→ **Task statement**
Please restate the lines shown below exactly, every one of them.

→ **Input data**

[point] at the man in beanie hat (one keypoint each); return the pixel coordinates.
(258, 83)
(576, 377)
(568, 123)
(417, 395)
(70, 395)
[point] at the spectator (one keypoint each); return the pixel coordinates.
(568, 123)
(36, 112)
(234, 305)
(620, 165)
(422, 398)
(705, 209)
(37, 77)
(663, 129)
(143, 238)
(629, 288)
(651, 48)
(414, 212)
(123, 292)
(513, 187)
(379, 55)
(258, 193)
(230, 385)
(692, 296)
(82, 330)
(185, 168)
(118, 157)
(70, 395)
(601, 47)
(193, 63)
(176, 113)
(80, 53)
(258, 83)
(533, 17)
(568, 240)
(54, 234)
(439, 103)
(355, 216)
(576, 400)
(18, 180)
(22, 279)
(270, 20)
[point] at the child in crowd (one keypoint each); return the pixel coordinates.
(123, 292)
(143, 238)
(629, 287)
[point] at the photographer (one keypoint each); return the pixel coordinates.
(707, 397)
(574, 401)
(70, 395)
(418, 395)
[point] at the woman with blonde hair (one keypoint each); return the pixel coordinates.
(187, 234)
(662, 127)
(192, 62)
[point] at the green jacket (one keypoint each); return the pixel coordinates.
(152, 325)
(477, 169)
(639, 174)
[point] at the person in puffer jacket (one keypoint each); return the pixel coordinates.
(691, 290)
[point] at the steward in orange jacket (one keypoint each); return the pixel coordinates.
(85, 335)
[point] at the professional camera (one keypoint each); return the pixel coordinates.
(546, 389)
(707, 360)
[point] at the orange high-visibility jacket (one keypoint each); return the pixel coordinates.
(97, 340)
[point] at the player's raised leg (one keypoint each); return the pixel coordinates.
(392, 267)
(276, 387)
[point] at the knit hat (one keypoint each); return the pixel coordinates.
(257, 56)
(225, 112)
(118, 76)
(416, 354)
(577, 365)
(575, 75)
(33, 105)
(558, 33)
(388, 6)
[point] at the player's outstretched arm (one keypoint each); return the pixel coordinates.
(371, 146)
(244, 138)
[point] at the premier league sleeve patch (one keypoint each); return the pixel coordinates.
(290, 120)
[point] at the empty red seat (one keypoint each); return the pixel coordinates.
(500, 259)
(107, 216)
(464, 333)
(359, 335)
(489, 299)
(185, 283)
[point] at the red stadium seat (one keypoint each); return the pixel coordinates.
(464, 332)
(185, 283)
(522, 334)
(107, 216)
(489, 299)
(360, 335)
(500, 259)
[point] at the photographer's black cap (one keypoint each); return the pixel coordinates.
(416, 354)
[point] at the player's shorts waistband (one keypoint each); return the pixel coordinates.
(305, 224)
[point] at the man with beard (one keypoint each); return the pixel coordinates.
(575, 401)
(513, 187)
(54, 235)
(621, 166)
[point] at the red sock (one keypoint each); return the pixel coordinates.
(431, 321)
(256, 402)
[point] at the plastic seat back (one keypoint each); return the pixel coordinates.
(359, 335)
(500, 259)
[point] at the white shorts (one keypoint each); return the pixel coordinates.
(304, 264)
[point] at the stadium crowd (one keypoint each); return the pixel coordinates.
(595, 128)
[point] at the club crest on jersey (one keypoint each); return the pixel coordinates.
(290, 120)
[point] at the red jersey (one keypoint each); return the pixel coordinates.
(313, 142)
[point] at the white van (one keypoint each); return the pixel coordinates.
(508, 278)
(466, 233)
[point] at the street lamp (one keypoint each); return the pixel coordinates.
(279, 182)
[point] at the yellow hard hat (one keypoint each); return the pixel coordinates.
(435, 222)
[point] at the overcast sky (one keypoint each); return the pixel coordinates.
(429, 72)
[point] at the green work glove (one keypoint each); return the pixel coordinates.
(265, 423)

→ **Solved exercise**
[point] at the man in beanie hat (one keypoint each); return the pixel coordinates.
(258, 83)
(576, 377)
(568, 123)
(417, 395)
(70, 395)
[point] at the spectator (one keypoint each); return the pixel coordinates.
(568, 123)
(36, 112)
(234, 305)
(620, 165)
(422, 398)
(705, 209)
(37, 77)
(663, 129)
(143, 238)
(629, 288)
(651, 48)
(414, 212)
(123, 292)
(513, 187)
(379, 55)
(258, 193)
(230, 385)
(692, 296)
(82, 330)
(185, 168)
(118, 157)
(70, 395)
(601, 47)
(193, 63)
(176, 113)
(80, 53)
(258, 83)
(533, 17)
(568, 240)
(54, 234)
(439, 103)
(355, 216)
(576, 400)
(18, 180)
(22, 279)
(270, 20)
[point] at the child in crowd (one keypoint each); return the pixel coordinates.
(123, 292)
(143, 238)
(629, 287)
[point] at the photographer (one keypoint each); return the pixel coordinates.
(707, 397)
(574, 401)
(70, 395)
(418, 395)
[point] at the woman with blonde hair (one keypoint each); return the pixel coordinates.
(187, 234)
(662, 127)
(192, 62)
[point] at the green jacket (one keypoint each); return the pixel coordinates.
(152, 325)
(477, 169)
(639, 174)
[point] at the person in puffer jacket (one keypoint each); return the pixel coordinates.
(691, 290)
[point] at the steward in orange jacket (one keypoint each); return the pixel coordinates.
(85, 335)
[point] at the professional camera (one keypoint each); return the pixel coordinates.
(546, 389)
(707, 360)
[point] at the orange high-visibility jacket (one keypoint each); return the pixel coordinates.
(97, 340)
[point] at the player's raised leg (one keypoint each); return the pixel coordinates.
(392, 267)
(276, 387)
[point] at the knit hat (one keypoint each); return the pixel coordinates.
(257, 56)
(225, 112)
(118, 76)
(416, 354)
(577, 365)
(575, 75)
(33, 105)
(558, 33)
(388, 6)
[point] at the player's outstretched arm (one keypoint each); return the pixel coordinates.
(371, 146)
(244, 138)
[point] at the premier league sleeve patch (one keypoint each); return the pixel coordinates.
(290, 120)
[point] at the empty red seat (one keypoint each); return the pixel coordinates.
(500, 259)
(107, 216)
(464, 333)
(359, 335)
(489, 299)
(185, 283)
[point] at the red stadium seat (one keypoint each); return the pixel coordinates.
(464, 332)
(185, 283)
(522, 334)
(107, 216)
(489, 299)
(360, 335)
(500, 259)
[point] at the photographer's black cap (one keypoint each); return the pixel coordinates.
(416, 354)
[point] at the player's shorts waistband (one keypoint each); return the pixel coordinates.
(305, 224)
[point] at the man with beard (one keypoint each); return the pixel coordinates.
(575, 401)
(513, 187)
(54, 235)
(621, 166)
[point] at the red sock (one keypoint each); return the pixel coordinates.
(431, 321)
(256, 402)
[point] at the plastic seat back (one keypoint each); return the pixel coordinates.
(359, 335)
(500, 259)
[point] at the white shorts (one keypoint each); return the pixel coordinates.
(304, 264)
[point] at the stadium crowd (one keypoint each); return the pixel coordinates.
(595, 128)
[point] at the club crest on jersey (one keypoint each); return the pixel coordinates.
(290, 120)
[point] at the red jersey (one keypoint each); return the pixel coordinates.
(313, 142)
[point] at the white van (one keypoint each); return the pixel coordinates.
(508, 278)
(466, 233)
[point] at the street lamp (one keypoint each); return the pixel coordinates.
(279, 182)
[point] at the yellow hard hat (one keypoint each); return the pixel coordinates.
(435, 222)
[point] at the overcast sky (one keypoint each); return the pixel coordinates.
(429, 72)
[point] at the green work glove (one keypoint each); return the pixel coordinates.
(265, 423)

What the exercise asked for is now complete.